» THE INPUT:
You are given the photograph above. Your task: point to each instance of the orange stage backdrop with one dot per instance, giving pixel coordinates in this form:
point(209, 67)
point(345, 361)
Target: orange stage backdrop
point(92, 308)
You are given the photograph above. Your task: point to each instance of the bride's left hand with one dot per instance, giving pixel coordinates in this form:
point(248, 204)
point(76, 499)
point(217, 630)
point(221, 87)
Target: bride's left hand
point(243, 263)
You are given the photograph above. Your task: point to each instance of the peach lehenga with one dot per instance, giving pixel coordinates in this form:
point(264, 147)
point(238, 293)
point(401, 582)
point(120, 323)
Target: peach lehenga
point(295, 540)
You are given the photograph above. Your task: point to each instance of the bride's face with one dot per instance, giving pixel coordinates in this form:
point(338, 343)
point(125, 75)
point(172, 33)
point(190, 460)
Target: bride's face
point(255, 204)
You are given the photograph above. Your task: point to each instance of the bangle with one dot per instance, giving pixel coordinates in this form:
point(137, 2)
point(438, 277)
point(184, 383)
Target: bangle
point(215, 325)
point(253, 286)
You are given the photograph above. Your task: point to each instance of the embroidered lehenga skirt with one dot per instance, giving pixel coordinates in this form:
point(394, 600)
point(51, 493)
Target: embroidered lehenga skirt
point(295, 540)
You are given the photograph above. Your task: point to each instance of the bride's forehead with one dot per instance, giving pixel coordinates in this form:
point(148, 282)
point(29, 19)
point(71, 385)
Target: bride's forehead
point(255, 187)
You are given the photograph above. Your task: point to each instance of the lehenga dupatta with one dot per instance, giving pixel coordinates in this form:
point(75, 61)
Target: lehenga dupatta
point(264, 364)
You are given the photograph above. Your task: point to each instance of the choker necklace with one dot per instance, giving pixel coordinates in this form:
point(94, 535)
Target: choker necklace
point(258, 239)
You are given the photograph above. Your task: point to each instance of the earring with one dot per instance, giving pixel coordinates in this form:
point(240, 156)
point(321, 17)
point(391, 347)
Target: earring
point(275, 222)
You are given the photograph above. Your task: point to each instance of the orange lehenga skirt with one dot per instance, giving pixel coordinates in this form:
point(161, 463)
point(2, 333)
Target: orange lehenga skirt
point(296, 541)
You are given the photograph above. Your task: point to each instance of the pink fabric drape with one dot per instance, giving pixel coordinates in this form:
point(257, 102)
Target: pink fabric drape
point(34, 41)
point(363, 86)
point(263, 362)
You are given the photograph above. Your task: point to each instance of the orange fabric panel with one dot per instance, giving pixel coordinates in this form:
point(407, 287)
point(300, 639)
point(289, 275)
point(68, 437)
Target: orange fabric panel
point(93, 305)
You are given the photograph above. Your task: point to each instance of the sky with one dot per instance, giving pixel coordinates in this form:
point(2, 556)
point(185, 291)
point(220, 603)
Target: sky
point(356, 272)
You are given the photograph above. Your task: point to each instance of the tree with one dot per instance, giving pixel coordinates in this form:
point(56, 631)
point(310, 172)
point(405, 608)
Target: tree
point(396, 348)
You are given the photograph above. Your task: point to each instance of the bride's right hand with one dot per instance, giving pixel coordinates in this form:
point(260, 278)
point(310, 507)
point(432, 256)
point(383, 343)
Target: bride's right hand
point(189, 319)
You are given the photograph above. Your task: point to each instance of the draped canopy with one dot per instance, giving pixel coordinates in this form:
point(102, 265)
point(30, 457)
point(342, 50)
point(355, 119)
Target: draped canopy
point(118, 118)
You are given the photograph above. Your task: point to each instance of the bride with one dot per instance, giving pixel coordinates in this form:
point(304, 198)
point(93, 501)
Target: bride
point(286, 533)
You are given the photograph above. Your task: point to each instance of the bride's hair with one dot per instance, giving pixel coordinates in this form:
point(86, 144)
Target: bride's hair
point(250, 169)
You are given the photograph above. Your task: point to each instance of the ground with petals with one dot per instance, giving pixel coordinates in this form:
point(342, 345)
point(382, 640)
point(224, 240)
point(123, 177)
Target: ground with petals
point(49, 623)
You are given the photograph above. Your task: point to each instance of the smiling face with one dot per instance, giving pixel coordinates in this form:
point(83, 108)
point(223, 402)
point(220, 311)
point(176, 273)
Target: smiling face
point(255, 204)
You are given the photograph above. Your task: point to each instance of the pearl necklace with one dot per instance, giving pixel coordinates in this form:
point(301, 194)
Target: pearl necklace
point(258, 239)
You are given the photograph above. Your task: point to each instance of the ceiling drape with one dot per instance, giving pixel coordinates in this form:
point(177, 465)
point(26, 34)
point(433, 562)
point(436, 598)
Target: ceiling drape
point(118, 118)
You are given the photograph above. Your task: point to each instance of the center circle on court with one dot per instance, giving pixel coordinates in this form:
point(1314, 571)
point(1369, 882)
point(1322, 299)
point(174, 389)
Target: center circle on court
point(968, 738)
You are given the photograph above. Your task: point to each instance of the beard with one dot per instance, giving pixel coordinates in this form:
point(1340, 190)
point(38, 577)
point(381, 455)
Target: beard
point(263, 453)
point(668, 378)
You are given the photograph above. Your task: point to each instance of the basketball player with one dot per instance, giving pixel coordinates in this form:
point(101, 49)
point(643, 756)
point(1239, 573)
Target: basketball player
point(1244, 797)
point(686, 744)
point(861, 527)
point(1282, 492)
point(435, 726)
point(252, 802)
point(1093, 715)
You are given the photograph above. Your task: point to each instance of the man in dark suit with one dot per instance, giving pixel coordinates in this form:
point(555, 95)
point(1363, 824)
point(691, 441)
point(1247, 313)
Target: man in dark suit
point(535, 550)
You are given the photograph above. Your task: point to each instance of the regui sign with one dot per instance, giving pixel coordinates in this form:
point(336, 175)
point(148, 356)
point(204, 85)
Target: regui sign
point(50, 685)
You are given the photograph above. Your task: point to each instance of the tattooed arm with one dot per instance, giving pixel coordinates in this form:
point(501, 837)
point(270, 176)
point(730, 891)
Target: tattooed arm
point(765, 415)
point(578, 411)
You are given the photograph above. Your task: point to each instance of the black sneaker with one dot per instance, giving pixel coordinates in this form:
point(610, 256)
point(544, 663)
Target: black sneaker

» STATED EXERCISE: Write out the material from the first line to the last, exactly.

» REPLY TO THE TASK:
You are given the photograph above. Your task: point to each instance of the orange stage backdrop with one dot per instance, giving pixel coordinates in this form:
point(209, 67)
point(345, 361)
Target: orange stage backdrop
point(92, 308)
You are given the photograph above. Your task: point to each instance of the bride's left hand with one dot per instance, giving pixel coordinates in this form:
point(248, 204)
point(76, 499)
point(217, 630)
point(221, 87)
Target: bride's left hand
point(243, 263)
You are given the photograph above. Your task: point to each instance of the peach lehenga with one dot per instance, giving pixel coordinates in this form:
point(264, 147)
point(238, 293)
point(401, 582)
point(120, 323)
Target: peach lehenga
point(295, 540)
You are given the photograph above. Your task: point to each instance of the bride's face with one dot per instance, giving pixel coordinates in this form:
point(338, 343)
point(125, 75)
point(172, 33)
point(190, 460)
Target: bride's face
point(255, 204)
You are given the photograph above. Your task: point to each instance of the bangle with one dot per instance, giving pixel coordinates in this form:
point(137, 2)
point(438, 277)
point(184, 383)
Target: bangle
point(215, 325)
point(253, 286)
You are given the photograph above. Your task: point to each instance of the embroidered lehenga skirt with one dot per instance, giving pixel coordinates in this form:
point(394, 600)
point(51, 493)
Target: embroidered lehenga skirt
point(295, 540)
You are given the photograph above. Your task: point to each instance of the bride's forehead with one dot per instance, giving pixel coordinates in this form:
point(148, 282)
point(29, 19)
point(71, 385)
Target: bride's forehead
point(255, 187)
You are given the photograph above. Your task: point to each instance of the lehenga dupatta with one dot per instance, giving pixel coordinates in this form:
point(75, 61)
Target: lehenga dupatta
point(264, 364)
You are given the photograph above. Your task: point to each instance of the choker necklace with one dot per instance, giving pixel coordinates in this form:
point(94, 535)
Target: choker necklace
point(258, 239)
You are given the photograph above. Your task: point to each instance of the earring with one dot per instance, giving pixel coordinates in this form:
point(240, 156)
point(321, 17)
point(391, 347)
Target: earring
point(275, 222)
You are given the photograph above. Your task: point to each instance of the orange lehenga skirt with one dot per instance, giving pixel coordinates in this form:
point(161, 463)
point(2, 333)
Target: orange lehenga skirt
point(296, 541)
You are given the photograph above. Your task: point to each instance of the pink fabric drape with one dot per instance, giving pixel coordinates in this form:
point(257, 102)
Target: pink fabric drape
point(34, 41)
point(363, 86)
point(263, 362)
You are given the photograph above. Your task: point to each instance of the orange fabric panel with one dot per instance, giving pixel coordinates in this form:
point(407, 287)
point(300, 639)
point(289, 275)
point(68, 437)
Target: orange fabric panel
point(93, 305)
You are given the photograph above. Your task: point to each instance of the sky with one dot per instance, giving pixel coordinates in this form:
point(2, 556)
point(185, 291)
point(220, 603)
Target: sky
point(356, 272)
You are given the photograph above. Your task: point to each instance of the tree with one dot per instance, giving pixel coordinates in this form:
point(56, 631)
point(310, 172)
point(405, 608)
Target: tree
point(396, 348)
You are given the photograph above. Your task: point to each instance of the bride's right hand with one dot per instance, giving pixel coordinates in this form:
point(260, 278)
point(310, 507)
point(432, 256)
point(383, 343)
Target: bride's right hand
point(189, 319)
You are given the photograph above. Your task: point to each instance of the draped canopy with one dot per instance, giving pixel coordinates in this form:
point(102, 265)
point(30, 457)
point(342, 50)
point(355, 119)
Target: draped canopy
point(118, 118)
You are given the photograph above. Your task: point to each instance of the bride with one dot per instance, giving pixel coordinates in this form:
point(304, 198)
point(93, 501)
Target: bride
point(286, 533)
You are given the photograph above. Your task: point to each instance of the bride's hair with one dot per instance, giving pixel coordinates in this form:
point(86, 144)
Target: bride's hair
point(250, 169)
You are given the photograph above. Your task: point to each instance of the ground with petals with one dot per instance, giving pixel coordinates in this form:
point(342, 345)
point(382, 640)
point(224, 240)
point(123, 177)
Target: ground with petals
point(49, 623)
You are given the photograph above. Your task: point to each instance of the smiling face with one dot per instance, giving pixel coordinates in this form:
point(83, 108)
point(223, 402)
point(220, 311)
point(176, 273)
Target: smiling face
point(255, 204)
You are given the photograph above. Your task: point to each instance of the pearl necklace with one dot per instance, giving pixel coordinates in this form:
point(301, 194)
Target: pearl necklace
point(258, 239)
You are given the photograph above. Your task: point to each instance of the ceiling drape with one dot per instance, giving pixel coordinates in this form:
point(177, 465)
point(26, 34)
point(433, 562)
point(436, 598)
Target: ceiling drape
point(118, 118)
You are given the photograph above. Your task: point to each instance of the center circle on court with one dot per instance, giving pixel coordinates in this form:
point(1314, 571)
point(1369, 882)
point(1322, 299)
point(174, 389)
Target: center circle on court
point(968, 738)
You are given the photograph above. Your task: point to each instance of the beard with one dot per instance, giving pixel coordinates in this form:
point(1340, 190)
point(38, 577)
point(381, 455)
Target: beard
point(263, 453)
point(668, 378)
You are given the photograph above. Your task: point to each instance of the basketball player with one dot per instance, giving pixel coordinates in this form:
point(101, 49)
point(643, 756)
point(1239, 573)
Target: basketball player
point(1244, 797)
point(686, 744)
point(861, 527)
point(1282, 492)
point(435, 726)
point(252, 802)
point(1093, 715)
You are given the photograph above. Your task: point to each instance of the man in dark suit with one dot per instance, giving pixel coordinates in this form:
point(555, 95)
point(1363, 824)
point(691, 441)
point(1247, 313)
Target: man in dark suit
point(535, 550)
You are given the photograph above. Your task: point to each instance of the regui sign with one dot per instance, giving pixel coordinates in this form:
point(336, 175)
point(148, 356)
point(204, 85)
Target: regui sign
point(50, 685)
You are given the photograph above. Your task: point to each instance of the tattooed arm with one dot per instance, giving pixel coordinates in this form:
point(501, 837)
point(270, 176)
point(730, 891)
Target: tattooed arm
point(765, 415)
point(578, 411)
You are given the photograph above. Your task: point to each instance of the black sneaker with one dot per instance, giving pixel coordinates in this form:
point(610, 256)
point(544, 663)
Target: black sneaker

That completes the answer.